## Page extract
>>>>

Natural history museums. The name alone just makes them seem a thing of the past, right? But a session at the recent AAAS (American Association for the Advancement of Science) meeting centered on how, to the contrary, these institutions are playing a critical role in addressing 21st Century problems, especially with the aid of new technologies.
Specimen collections are at the heart of natural history museums—the Natural History Museum of London, the Smithsonian, and certainly here at the California Academy of Sciences. They represent all the life described on Earth. Worldwide, that’s 4.5 billion specimens representing 1.9 million species, collected over 300 years, said Ian Owens, of the Natural History Museum in London. That sounds like a lot, but with an estimated 8.7 million species on Earth (or more, since some estimates put it as high as 20 million species) we have a long way to go.
Why do we need to know what lives on Earth? Why do we need these collections? Owens outlined many benefits: these collections motivated us to think about extinction, they explain evolutionary processes, and they have led us to think about our place in the world, especially in the context of the age and history of our planet. Kirk Johnson of the Smithsonian echoed these comments, and added that we live in a unique time in human history, and these collections can help us understand the ramifications of many of today’s problems, including habitat loss, species declines, climate change, and ocean acidification. “Our subject of interest [life on Earth] is burning right now.”
So how do we tackle these challenges? By making collections data available to everyone. The more we all know, and understand about life on Earth, the better able we’ll be to make decisions about how to protect it, what to protect, and how to act now. And the way to make the data from these collections more readily available is through digitizing them. If you follow Science Today, you know we’ve reported on Academy’s efforts to digitize our collections, and others’ (and look for a new video this spring about our new Magnify technology to digitize specimens in micron-level detail).
This process involves taking images, then attaching all of the what, where, and when data about the collected specimen to the record so that other scientists and people just like you and me can access a wealth of information about that specimen anytime, anywhere.
And it’s not just the end results that are available to the public—more and more collection managers and museums are relying on the public to create these digital records. Crowdsourcing and online citizen science projects can get these records created quickly, cheaply, and even accurately. “There’s no ambiguity if this is good data or not, this is good data,” Owens stressed. “This is really a new intellectual model for museums. If you wanted to see the specimens in the past, it was very, very difficult process… Now we’re trying to make data available as quickly and openly as possible.”

<<<<

## Prompt A
Answer these questions using the passage on natural history museums.
(i) According to Ian Owens, how many specimens do collections hold worldwide, and how many species do they represent?
(ii) Which four problems did Kirk Johnson say the collections can help us understand?
(iii) What is the name of the new technology for digitizing specimens in micron-level detail?
## Prompt B
Continue the passage on natural history museums from its last sentence.

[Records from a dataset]

>>>>

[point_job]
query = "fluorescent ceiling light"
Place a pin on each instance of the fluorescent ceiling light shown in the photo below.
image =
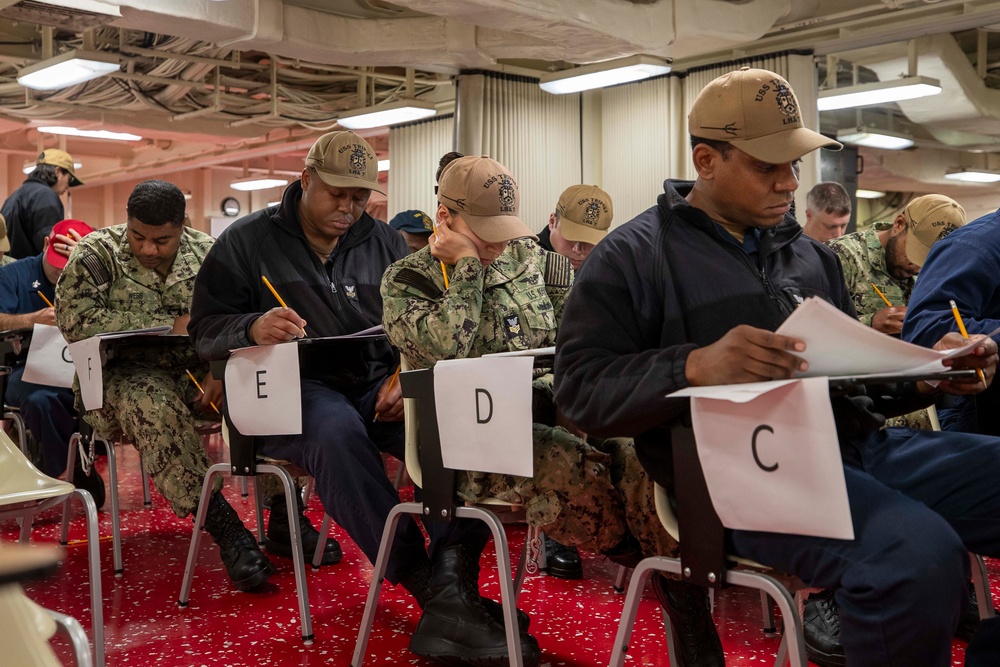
(403, 111)
(600, 75)
(973, 176)
(30, 166)
(878, 92)
(875, 138)
(90, 134)
(869, 194)
(68, 69)
(258, 182)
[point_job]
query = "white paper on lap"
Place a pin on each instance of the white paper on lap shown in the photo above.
(771, 458)
(484, 414)
(263, 390)
(49, 362)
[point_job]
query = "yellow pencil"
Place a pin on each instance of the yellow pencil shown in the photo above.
(281, 302)
(392, 380)
(965, 335)
(198, 384)
(879, 292)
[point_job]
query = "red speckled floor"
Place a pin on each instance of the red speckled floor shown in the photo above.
(574, 621)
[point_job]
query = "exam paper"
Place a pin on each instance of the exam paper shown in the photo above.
(840, 345)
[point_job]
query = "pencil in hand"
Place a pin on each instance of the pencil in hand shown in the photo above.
(879, 292)
(198, 384)
(965, 335)
(392, 380)
(281, 302)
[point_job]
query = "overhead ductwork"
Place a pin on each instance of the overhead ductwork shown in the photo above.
(463, 34)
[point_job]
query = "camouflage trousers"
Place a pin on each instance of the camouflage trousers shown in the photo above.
(149, 406)
(580, 495)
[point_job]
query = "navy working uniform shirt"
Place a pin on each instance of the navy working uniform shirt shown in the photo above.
(20, 284)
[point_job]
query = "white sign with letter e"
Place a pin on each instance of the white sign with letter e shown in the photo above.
(263, 391)
(484, 414)
(49, 362)
(771, 458)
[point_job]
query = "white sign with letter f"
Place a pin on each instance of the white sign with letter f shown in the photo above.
(484, 414)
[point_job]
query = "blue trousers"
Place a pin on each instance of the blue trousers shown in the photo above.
(342, 448)
(48, 414)
(920, 501)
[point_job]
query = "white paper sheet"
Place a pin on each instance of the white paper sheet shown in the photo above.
(839, 345)
(771, 461)
(263, 390)
(484, 414)
(49, 362)
(86, 356)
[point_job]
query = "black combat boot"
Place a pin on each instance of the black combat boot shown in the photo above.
(690, 613)
(278, 538)
(248, 568)
(821, 629)
(561, 561)
(470, 561)
(457, 629)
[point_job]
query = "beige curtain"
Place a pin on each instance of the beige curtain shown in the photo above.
(414, 151)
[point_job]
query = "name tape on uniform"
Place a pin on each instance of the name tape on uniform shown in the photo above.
(49, 362)
(484, 414)
(771, 458)
(263, 390)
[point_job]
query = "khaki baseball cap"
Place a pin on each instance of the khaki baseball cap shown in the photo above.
(344, 160)
(585, 213)
(756, 111)
(4, 241)
(62, 159)
(929, 219)
(485, 194)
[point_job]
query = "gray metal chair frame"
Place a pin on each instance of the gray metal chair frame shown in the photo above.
(702, 560)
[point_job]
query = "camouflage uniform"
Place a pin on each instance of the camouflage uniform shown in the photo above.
(515, 304)
(863, 260)
(147, 394)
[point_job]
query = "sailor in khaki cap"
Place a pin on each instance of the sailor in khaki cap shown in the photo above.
(691, 292)
(582, 218)
(34, 208)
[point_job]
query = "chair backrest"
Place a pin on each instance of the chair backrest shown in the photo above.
(411, 423)
(23, 482)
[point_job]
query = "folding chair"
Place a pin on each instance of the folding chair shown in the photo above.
(425, 467)
(24, 492)
(702, 560)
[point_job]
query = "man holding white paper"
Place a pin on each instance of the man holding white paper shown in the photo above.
(25, 293)
(690, 292)
(140, 275)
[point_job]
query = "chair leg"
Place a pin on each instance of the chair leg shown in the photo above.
(767, 613)
(147, 500)
(620, 577)
(116, 521)
(298, 558)
(981, 581)
(94, 558)
(71, 628)
(259, 505)
(199, 522)
(508, 596)
(636, 586)
(378, 576)
(324, 534)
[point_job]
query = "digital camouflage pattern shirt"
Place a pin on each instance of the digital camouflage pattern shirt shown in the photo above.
(863, 260)
(515, 303)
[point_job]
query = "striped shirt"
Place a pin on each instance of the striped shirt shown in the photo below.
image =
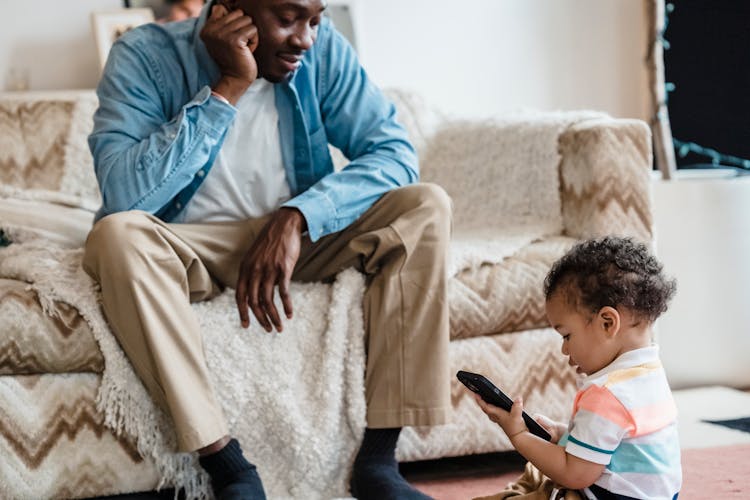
(624, 417)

<<<<

## Answer A
(i) 4.5 billion specimens, representing 1.9 million species.
(ii) Habitat loss, species declines, climate change, and ocean acidification.
(iii) Magnify.

## Answer B
Jonathan Coddington of the Smithsonian wants to make collections freely available to the public, too, but he’s coming at it from a different angle—he wants genomic sequencing data made available for every single family in the eukaryote tree. That sounds like a lofty goal, but it’s not unrealistic.
Coddington studies comparative behavior in patterns of spider webs and, decades ago, conducted much of his research in Costa Rica. At the time, he recalls, you couldn’t go anywhere at night (when it’s easier to spot webs) without tripping over a golden toad. “Now that toad is extinct,” he explained, “and that bothers me… To manage our planet sustainably, we need more and more data about our planet,” he said. And that data can come from genomes in a project he’s working on called the Global Genome Initiative.
Of the almost 9,000 families of eukaryotes, there are already 6,500 in GenBank, an online genetic sequence database, Coddington said. And while there’s still a ways to go, Coddington believes that genetic sequencing is only going to get easier and less expensive.
Not only is the sequencing technology easier to come by, but the way to store the sources of this DNA has also become more accessible. Tissue samples (as opposed to an entire organism) are needed for sequencing, and many can be stored, frozen, in a small space (to understand this process and storage, see how we do it at the Academy in this video). Coddington believes these storage facilities can be kept where the most biodiversity is found—unlike specimen collections, which are often in North America and Europe, far from where the organism was collected.
This is not only a great opportunity for nations to understand and manage their biodiversity, it also provides data for the entire world to see and understand. “We’re educating our kids about genomics and genetics and in the future, everyone is going to make a health decision based on this,” Coddington said. “So learning about the natural world in this same way will just be second nature.”